▸ **WHAT YOU NEED TO DO**: Pull out every line of the material below that contains the word "plant", keeping case as it stands. Copy those lines one after another.

....

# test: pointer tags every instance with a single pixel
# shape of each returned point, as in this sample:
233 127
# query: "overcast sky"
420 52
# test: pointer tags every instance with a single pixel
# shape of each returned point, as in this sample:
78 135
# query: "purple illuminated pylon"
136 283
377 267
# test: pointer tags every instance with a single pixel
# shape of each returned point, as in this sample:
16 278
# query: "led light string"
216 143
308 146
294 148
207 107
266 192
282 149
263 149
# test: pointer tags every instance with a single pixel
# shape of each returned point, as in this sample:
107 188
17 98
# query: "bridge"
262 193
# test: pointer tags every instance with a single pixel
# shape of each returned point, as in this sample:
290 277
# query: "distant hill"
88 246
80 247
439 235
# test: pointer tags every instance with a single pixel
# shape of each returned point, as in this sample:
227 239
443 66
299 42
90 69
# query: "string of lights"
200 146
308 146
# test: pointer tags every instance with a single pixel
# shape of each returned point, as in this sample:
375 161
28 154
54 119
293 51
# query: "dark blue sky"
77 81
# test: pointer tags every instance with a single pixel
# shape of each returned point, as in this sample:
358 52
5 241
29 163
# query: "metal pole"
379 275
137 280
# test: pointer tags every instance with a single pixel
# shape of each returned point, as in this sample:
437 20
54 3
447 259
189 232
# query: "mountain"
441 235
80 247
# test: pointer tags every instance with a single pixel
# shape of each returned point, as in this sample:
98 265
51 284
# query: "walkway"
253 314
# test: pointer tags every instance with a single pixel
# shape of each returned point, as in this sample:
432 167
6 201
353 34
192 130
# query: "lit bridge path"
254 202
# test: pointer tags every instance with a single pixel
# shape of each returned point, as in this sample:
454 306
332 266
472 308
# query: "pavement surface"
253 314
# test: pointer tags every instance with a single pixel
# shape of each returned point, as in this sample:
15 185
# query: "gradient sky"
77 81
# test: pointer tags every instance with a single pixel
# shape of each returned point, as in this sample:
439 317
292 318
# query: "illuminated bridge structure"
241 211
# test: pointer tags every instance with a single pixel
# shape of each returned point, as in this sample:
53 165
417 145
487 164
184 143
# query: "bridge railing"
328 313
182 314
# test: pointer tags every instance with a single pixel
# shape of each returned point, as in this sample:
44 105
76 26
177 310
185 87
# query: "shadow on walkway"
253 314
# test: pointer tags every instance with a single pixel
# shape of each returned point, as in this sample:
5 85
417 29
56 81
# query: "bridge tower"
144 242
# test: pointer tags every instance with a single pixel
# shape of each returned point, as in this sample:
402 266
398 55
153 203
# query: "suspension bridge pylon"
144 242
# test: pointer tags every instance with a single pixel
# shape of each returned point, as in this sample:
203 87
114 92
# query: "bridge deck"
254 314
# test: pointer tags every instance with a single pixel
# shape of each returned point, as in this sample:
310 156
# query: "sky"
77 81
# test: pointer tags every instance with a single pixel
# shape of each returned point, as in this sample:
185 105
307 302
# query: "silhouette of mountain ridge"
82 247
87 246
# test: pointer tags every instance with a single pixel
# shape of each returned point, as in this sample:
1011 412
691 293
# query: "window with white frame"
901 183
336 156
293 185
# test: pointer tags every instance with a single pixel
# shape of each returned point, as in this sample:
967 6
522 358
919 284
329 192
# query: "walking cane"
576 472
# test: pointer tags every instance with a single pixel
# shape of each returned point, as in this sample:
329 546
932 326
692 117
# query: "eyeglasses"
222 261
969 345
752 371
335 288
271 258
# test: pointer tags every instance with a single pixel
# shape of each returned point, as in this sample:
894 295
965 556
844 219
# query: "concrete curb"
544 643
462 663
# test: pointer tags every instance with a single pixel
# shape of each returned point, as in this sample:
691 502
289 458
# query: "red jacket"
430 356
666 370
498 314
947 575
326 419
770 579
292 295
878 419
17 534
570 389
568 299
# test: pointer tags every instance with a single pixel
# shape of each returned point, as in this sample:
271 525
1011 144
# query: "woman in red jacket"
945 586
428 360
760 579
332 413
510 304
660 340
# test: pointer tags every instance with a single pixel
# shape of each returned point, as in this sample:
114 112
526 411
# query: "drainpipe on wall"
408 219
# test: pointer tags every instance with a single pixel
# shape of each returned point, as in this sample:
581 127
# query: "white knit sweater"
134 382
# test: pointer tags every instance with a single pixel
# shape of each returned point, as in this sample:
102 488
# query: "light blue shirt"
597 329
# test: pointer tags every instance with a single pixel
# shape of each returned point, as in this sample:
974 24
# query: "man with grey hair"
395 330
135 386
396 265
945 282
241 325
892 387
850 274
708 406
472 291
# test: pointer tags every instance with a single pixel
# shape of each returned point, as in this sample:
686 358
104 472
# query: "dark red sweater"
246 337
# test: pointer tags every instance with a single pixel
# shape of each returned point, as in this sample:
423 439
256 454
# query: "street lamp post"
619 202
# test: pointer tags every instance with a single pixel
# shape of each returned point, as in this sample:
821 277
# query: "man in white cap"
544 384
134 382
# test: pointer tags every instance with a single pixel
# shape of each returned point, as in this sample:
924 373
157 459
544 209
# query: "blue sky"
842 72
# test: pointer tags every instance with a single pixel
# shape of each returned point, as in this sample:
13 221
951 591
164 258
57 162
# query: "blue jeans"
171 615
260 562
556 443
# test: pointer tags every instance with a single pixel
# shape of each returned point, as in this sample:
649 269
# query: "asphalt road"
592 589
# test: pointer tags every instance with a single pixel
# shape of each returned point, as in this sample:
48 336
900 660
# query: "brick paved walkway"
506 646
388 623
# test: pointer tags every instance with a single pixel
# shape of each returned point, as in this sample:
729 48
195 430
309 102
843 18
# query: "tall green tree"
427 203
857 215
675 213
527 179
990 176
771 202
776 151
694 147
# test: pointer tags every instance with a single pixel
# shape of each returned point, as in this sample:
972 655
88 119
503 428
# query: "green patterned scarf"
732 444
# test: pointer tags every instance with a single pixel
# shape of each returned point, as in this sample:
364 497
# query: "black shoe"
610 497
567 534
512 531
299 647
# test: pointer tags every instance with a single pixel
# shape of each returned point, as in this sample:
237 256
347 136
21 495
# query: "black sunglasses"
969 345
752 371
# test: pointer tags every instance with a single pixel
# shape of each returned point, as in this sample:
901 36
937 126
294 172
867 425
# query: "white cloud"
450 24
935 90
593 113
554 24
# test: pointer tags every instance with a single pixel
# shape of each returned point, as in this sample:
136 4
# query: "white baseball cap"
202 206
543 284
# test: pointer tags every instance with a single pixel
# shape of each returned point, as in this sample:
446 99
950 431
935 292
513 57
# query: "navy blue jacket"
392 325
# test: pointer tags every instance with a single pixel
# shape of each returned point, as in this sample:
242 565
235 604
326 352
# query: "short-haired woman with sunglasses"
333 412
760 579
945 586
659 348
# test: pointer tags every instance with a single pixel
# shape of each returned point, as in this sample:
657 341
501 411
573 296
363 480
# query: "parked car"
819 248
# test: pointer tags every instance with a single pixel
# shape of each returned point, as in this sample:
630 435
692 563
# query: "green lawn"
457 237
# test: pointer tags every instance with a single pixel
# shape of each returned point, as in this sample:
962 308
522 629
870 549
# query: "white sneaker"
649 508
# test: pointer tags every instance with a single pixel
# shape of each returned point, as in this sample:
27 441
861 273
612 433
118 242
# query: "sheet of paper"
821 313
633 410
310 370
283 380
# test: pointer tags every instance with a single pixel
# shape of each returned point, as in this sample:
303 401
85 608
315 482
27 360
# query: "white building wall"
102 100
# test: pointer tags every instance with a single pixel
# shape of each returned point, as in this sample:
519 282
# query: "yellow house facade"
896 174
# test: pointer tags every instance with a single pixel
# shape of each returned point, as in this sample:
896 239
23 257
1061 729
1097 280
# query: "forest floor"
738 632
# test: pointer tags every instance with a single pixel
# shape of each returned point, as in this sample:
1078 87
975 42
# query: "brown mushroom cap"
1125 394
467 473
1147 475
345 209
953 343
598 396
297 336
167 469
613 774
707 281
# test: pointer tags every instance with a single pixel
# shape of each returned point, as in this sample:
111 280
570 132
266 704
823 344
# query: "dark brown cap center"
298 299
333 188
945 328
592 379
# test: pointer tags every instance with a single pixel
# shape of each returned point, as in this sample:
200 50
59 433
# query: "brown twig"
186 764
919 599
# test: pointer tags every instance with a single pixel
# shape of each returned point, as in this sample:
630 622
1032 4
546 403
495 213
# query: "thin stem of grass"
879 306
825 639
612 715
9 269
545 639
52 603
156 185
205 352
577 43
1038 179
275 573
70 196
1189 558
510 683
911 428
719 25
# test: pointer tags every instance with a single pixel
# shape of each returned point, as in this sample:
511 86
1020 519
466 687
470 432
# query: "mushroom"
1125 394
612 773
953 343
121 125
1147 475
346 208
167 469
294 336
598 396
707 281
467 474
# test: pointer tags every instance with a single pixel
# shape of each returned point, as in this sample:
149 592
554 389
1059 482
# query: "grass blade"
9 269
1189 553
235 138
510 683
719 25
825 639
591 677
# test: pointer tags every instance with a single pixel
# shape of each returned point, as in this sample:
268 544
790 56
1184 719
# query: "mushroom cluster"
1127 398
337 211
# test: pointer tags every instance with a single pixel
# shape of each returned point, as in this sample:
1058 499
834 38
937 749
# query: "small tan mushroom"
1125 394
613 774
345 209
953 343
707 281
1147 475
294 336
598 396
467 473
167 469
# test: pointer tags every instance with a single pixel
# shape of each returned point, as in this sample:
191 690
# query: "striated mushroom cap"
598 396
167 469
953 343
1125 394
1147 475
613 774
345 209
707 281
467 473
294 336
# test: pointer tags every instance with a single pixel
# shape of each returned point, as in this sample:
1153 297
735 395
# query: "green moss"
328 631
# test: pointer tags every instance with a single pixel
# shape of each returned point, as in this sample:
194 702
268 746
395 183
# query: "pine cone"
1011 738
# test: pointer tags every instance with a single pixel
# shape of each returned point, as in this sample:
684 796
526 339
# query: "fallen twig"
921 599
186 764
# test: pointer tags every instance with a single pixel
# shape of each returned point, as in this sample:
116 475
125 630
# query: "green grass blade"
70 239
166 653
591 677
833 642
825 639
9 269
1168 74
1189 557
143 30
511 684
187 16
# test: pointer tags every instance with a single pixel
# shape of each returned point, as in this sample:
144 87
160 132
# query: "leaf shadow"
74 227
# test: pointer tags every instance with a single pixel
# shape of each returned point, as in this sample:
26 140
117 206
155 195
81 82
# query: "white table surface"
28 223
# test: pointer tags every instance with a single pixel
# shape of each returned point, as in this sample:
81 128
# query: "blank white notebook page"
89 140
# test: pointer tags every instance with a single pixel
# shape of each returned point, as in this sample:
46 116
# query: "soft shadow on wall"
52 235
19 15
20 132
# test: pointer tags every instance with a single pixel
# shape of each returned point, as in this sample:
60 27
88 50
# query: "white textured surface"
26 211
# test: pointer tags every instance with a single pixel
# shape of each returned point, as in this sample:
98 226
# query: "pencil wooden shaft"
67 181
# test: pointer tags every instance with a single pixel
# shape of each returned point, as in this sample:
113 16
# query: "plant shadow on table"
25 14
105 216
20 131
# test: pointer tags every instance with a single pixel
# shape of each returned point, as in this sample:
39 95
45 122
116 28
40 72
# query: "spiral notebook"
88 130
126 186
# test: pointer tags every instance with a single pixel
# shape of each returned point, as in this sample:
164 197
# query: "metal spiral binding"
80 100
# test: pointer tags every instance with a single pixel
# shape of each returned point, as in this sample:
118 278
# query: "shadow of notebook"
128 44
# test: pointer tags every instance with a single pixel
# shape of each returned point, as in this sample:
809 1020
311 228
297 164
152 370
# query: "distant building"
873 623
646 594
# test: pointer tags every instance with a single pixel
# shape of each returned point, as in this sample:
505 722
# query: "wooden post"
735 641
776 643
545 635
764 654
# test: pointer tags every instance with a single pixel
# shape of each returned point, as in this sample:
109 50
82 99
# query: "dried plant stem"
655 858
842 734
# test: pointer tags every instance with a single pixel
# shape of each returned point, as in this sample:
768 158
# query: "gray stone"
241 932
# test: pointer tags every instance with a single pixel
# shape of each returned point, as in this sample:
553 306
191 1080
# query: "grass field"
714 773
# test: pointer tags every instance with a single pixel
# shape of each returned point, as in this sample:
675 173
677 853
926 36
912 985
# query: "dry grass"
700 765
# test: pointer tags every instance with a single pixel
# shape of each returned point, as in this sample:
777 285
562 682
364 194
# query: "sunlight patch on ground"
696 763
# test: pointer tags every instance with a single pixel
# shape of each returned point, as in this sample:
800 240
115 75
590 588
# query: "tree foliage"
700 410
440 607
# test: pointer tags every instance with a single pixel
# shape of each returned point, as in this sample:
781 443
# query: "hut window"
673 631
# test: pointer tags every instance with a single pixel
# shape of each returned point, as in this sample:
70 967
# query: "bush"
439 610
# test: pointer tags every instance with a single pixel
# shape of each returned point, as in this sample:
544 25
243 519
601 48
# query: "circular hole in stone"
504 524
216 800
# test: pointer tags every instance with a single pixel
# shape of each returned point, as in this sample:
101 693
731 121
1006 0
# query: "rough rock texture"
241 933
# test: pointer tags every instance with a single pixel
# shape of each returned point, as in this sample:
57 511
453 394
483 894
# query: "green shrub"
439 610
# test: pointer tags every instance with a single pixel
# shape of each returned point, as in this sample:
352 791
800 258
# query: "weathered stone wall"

....

▸ **SOLVED PROBLEM**:
# query: "plant shadow on table"
# query: "dried plant stem"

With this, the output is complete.